Data in this exercise:
====

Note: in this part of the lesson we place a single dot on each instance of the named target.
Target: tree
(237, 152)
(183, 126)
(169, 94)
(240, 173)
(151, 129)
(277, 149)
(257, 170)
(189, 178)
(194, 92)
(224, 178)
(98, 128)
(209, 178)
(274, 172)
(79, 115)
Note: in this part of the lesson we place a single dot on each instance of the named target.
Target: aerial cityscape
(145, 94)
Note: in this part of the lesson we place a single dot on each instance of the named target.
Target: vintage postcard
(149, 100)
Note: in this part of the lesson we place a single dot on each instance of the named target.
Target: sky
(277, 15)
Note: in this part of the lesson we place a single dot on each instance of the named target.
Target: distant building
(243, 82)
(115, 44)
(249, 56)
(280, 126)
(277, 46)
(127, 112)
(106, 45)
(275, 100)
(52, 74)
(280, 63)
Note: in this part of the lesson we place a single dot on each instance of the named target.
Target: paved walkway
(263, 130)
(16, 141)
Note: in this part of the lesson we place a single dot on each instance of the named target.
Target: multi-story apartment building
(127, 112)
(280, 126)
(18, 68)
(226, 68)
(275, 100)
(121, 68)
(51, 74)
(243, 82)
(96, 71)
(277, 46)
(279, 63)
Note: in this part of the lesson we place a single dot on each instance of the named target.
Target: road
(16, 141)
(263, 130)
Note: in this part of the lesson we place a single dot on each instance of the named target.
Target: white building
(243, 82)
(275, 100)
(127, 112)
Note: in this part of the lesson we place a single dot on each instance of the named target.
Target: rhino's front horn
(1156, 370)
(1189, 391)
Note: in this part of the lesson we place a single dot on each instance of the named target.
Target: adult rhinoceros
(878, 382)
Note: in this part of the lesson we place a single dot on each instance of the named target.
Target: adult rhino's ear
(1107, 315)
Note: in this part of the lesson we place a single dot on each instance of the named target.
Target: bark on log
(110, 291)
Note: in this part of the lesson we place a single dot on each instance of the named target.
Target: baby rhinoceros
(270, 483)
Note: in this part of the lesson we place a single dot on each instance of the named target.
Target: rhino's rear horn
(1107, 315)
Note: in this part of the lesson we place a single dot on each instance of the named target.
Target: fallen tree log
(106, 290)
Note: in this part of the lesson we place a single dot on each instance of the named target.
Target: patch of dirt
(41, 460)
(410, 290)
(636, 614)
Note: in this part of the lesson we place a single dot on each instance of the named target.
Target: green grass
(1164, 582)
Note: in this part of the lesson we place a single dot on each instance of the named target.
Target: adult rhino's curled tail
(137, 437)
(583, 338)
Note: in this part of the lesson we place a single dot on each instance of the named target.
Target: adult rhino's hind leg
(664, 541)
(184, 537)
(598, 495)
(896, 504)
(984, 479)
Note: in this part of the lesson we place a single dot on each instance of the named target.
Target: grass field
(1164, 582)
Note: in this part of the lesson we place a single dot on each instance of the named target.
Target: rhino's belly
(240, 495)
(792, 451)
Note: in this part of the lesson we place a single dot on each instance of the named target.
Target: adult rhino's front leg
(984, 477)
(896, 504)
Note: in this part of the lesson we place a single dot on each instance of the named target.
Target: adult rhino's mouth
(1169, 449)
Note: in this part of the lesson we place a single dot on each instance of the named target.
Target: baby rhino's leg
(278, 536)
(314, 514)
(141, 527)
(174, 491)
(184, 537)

====

What you will do:
Count the lines in the material above that contain the word "horn", and reply with only that number.

Correct output:
2